* CHALLENGE: Please return the records word for word, from their first line up to and including the line with "Give the mask".

[BEGIN ENTRIES SUPPLIED]

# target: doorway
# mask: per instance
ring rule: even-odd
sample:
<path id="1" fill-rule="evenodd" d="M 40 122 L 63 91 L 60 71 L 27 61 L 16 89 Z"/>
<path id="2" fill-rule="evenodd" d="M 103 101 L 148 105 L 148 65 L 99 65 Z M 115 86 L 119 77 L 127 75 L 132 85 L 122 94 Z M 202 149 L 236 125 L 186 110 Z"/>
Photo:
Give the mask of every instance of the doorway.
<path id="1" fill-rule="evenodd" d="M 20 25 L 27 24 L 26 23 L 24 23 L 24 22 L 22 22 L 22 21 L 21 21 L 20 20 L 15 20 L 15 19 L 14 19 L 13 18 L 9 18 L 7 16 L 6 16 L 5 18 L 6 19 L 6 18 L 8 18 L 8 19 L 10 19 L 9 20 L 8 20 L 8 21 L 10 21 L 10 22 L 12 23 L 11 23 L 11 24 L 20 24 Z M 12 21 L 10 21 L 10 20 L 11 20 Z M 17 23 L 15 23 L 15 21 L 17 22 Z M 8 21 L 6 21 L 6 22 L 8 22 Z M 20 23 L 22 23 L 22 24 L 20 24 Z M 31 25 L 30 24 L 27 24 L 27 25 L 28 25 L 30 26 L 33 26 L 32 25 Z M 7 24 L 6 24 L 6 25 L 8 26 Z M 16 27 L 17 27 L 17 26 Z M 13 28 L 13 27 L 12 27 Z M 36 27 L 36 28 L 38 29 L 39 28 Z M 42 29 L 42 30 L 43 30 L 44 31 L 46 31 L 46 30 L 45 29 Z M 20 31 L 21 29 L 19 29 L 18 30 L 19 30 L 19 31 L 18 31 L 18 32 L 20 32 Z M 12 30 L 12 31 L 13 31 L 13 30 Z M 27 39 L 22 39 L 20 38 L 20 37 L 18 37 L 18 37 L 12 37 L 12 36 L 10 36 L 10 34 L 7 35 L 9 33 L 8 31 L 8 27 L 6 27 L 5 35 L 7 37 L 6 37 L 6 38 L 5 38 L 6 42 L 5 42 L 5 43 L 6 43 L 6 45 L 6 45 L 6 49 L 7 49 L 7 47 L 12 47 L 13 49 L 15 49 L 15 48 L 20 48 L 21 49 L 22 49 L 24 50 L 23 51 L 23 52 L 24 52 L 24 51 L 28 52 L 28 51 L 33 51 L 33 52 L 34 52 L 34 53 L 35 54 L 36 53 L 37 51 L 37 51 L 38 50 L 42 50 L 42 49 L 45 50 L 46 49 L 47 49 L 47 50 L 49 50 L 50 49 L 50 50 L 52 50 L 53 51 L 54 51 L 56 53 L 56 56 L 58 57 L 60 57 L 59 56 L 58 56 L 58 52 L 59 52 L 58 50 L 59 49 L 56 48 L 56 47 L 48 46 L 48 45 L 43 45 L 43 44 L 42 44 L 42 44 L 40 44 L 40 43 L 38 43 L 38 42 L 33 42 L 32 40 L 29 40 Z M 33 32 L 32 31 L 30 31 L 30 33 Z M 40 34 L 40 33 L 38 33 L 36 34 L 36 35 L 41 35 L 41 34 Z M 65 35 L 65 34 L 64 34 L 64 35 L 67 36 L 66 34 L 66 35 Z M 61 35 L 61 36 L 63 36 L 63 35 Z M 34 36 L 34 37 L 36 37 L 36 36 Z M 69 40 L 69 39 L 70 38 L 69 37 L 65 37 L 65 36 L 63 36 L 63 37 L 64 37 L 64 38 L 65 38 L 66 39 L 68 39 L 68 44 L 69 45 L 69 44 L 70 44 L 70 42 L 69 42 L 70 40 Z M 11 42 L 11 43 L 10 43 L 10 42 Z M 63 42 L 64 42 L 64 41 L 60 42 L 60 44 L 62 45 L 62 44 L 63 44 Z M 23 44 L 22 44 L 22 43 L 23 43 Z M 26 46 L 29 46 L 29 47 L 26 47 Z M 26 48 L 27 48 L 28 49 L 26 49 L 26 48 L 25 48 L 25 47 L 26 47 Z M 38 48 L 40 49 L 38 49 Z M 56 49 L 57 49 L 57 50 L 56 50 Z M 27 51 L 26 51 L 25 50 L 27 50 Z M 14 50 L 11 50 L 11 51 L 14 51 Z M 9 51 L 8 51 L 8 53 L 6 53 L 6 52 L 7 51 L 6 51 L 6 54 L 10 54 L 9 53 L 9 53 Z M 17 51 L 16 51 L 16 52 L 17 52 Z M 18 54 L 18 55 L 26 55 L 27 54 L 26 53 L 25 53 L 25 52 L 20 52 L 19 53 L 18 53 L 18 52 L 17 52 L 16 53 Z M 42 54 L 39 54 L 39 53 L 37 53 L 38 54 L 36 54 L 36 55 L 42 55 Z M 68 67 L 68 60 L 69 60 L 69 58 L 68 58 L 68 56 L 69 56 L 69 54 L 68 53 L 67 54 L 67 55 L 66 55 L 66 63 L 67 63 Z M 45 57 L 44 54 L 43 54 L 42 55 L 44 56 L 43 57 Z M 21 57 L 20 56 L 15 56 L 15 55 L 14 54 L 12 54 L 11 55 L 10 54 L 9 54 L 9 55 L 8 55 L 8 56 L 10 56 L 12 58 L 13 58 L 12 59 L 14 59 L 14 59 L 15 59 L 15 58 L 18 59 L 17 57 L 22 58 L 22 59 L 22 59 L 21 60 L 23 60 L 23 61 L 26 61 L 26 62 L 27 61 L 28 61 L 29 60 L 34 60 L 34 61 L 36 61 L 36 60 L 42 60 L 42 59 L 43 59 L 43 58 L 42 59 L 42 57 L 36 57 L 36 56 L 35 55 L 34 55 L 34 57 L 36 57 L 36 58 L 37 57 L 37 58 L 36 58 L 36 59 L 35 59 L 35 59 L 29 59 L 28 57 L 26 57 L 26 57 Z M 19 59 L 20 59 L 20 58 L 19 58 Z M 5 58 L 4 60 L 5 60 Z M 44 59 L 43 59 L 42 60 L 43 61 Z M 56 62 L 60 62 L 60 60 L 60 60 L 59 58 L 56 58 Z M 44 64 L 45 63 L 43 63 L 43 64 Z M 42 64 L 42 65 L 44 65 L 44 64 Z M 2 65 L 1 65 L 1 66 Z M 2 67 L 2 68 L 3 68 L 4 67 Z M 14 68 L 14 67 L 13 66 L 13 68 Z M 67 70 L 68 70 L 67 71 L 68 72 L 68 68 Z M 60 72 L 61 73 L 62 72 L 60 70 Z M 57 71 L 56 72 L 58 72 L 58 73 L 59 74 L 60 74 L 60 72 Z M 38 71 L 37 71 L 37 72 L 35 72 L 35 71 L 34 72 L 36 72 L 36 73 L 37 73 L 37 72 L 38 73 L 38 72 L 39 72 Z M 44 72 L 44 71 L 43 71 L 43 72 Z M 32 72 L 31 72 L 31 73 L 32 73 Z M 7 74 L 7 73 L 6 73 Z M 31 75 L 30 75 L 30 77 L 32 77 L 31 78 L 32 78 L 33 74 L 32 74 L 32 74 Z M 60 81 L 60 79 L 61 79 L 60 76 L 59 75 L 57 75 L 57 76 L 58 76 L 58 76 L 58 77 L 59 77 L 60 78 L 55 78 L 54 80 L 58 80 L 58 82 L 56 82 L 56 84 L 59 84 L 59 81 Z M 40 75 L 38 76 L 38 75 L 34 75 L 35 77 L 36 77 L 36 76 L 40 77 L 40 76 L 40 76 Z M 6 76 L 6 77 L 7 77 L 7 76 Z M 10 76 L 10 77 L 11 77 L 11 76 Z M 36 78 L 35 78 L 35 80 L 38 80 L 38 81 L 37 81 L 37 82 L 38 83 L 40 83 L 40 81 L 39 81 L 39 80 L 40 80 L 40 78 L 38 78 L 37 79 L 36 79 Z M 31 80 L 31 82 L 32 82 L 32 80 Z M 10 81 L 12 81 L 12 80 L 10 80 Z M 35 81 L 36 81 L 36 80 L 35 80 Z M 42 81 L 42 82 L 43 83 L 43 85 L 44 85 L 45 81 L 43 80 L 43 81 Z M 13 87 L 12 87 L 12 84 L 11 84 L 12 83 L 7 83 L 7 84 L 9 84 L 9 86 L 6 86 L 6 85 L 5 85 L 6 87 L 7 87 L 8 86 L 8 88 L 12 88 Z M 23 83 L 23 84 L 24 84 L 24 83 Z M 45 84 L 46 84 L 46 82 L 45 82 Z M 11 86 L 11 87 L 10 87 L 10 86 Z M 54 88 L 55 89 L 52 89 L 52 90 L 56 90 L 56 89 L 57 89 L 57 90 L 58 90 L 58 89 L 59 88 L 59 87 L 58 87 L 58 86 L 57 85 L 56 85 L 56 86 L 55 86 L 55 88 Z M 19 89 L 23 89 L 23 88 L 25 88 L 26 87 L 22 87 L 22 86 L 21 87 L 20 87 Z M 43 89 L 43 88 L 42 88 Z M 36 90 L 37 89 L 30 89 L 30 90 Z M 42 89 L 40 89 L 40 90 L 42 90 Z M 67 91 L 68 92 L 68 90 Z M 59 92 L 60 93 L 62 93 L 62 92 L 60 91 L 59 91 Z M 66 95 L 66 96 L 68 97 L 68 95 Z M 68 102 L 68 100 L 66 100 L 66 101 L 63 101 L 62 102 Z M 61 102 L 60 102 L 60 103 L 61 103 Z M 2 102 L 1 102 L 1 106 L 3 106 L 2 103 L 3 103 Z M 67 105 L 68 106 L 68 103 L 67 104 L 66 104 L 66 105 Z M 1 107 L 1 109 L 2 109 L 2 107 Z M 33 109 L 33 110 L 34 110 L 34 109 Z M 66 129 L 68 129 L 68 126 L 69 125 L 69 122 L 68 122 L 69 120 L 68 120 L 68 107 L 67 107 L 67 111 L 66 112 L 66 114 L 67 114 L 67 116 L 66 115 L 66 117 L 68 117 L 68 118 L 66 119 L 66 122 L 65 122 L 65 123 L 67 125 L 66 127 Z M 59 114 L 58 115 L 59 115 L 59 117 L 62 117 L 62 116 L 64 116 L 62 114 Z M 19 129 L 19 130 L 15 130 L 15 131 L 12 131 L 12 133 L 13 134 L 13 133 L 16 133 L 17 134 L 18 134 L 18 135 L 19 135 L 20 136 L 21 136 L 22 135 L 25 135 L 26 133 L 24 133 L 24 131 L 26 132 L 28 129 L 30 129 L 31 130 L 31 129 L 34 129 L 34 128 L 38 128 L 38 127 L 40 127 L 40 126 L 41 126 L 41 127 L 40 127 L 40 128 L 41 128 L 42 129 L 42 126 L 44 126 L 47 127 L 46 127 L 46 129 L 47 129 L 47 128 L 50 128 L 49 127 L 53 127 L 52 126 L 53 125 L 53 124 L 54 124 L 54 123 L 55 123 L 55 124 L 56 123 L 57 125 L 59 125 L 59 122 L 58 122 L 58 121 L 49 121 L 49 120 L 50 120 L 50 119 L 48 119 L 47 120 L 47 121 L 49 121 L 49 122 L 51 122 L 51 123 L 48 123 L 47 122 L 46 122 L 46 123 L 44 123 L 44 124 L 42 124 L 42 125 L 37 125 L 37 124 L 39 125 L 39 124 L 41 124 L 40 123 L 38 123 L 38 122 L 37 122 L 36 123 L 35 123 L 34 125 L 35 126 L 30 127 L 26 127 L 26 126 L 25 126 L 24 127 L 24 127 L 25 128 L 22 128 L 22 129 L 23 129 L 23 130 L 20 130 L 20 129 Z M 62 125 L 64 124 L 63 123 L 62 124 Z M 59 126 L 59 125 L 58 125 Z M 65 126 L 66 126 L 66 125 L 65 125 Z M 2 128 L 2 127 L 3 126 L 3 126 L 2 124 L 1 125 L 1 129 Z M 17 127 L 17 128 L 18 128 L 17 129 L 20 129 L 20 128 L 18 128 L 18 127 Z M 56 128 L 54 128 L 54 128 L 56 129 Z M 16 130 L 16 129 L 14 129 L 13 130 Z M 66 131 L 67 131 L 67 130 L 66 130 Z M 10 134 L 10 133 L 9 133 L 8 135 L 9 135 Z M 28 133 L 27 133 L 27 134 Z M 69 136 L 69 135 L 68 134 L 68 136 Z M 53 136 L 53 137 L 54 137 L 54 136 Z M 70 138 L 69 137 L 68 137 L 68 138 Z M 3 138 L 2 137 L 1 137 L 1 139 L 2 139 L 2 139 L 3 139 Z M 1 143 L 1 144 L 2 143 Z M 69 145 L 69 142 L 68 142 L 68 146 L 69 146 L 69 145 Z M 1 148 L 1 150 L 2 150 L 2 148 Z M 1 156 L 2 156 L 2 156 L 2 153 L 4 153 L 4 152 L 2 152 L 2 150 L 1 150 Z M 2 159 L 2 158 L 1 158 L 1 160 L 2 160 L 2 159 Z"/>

[END ENTRIES SUPPLIED]

* TASK ANSWER:
# target: doorway
# mask: per instance
ring rule: even-odd
sample:
<path id="1" fill-rule="evenodd" d="M 40 122 L 63 91 L 60 71 L 27 61 L 16 89 Z"/>
<path id="2" fill-rule="evenodd" d="M 103 101 L 148 105 L 148 65 L 99 65 Z M 115 86 L 119 77 L 127 75 L 132 85 L 122 94 Z M 202 149 L 236 125 L 186 110 Z"/>
Photo:
Give the mask of every instance of the doorway.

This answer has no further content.